**SOURCE MATERIAL**
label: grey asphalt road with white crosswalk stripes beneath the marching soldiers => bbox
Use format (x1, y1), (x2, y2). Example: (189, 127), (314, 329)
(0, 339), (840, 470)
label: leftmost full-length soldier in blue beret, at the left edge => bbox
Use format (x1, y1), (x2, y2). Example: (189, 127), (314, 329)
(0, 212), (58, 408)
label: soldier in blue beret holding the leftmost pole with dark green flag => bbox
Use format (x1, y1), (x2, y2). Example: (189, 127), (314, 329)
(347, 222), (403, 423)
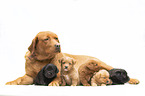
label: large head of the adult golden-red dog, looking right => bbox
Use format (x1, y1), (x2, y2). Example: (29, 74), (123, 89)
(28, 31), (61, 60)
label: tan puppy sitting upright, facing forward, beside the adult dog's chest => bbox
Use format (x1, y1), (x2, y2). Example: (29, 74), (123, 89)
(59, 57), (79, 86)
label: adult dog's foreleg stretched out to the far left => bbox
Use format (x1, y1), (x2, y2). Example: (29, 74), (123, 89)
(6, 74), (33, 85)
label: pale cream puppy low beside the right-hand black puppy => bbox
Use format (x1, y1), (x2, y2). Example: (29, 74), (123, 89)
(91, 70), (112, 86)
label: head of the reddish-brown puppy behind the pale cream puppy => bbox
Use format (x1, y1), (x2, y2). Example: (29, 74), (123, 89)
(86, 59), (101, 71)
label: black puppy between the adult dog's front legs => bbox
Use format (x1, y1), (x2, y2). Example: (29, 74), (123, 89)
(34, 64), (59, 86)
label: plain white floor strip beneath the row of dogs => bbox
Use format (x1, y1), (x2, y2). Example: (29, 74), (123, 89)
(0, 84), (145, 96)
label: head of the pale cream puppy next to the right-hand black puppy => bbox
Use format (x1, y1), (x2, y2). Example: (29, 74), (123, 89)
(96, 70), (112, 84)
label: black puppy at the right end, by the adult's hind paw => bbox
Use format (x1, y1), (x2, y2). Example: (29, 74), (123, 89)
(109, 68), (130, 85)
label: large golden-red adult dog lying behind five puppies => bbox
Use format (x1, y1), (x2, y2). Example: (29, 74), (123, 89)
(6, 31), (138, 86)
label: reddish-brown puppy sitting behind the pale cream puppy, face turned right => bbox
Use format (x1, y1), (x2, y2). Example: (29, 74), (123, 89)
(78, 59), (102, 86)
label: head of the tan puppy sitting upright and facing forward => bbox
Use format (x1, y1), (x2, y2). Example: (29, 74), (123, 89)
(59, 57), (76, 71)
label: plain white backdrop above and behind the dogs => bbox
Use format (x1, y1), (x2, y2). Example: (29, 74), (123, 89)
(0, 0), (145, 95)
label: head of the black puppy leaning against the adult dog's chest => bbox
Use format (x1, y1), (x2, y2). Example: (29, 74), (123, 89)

--

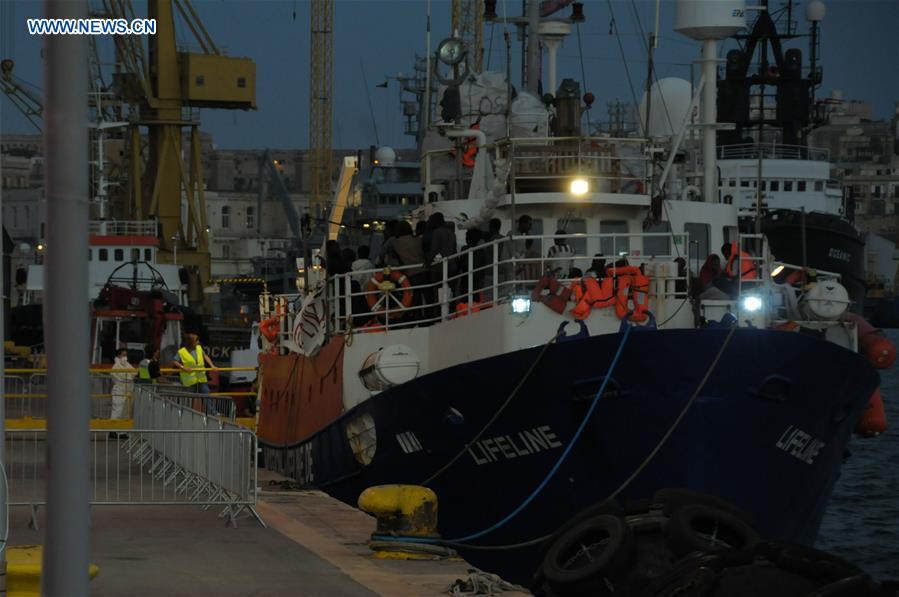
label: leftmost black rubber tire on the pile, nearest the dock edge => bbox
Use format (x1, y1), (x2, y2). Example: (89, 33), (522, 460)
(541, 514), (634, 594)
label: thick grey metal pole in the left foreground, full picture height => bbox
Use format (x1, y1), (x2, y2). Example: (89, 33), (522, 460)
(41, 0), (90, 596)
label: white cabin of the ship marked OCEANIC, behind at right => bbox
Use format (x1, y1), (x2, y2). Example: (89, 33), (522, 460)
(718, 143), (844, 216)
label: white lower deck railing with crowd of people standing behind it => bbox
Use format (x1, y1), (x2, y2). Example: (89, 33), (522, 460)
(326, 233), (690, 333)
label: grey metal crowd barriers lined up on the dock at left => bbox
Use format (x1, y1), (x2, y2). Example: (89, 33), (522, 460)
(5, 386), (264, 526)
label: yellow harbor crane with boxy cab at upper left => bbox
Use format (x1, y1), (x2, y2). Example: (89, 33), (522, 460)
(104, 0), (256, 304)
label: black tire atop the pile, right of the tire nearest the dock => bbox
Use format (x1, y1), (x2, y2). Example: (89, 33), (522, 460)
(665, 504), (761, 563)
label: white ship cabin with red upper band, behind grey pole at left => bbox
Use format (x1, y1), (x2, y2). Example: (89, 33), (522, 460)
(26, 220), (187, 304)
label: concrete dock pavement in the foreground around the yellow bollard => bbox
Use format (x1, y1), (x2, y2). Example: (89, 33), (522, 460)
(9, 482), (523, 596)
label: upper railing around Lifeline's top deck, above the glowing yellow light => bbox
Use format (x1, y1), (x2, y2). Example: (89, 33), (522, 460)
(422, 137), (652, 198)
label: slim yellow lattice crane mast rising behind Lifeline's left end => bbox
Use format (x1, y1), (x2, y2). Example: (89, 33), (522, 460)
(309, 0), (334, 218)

**REQUIRED ACTION**
Scan the lines above for "metal", then copy every one that has it.

**RESPONSE TO THE TASK**
label: thick grey metal pole in the left foreground, full picture height => bbox
label: grey metal crowd barriers lined up on the dock at left => bbox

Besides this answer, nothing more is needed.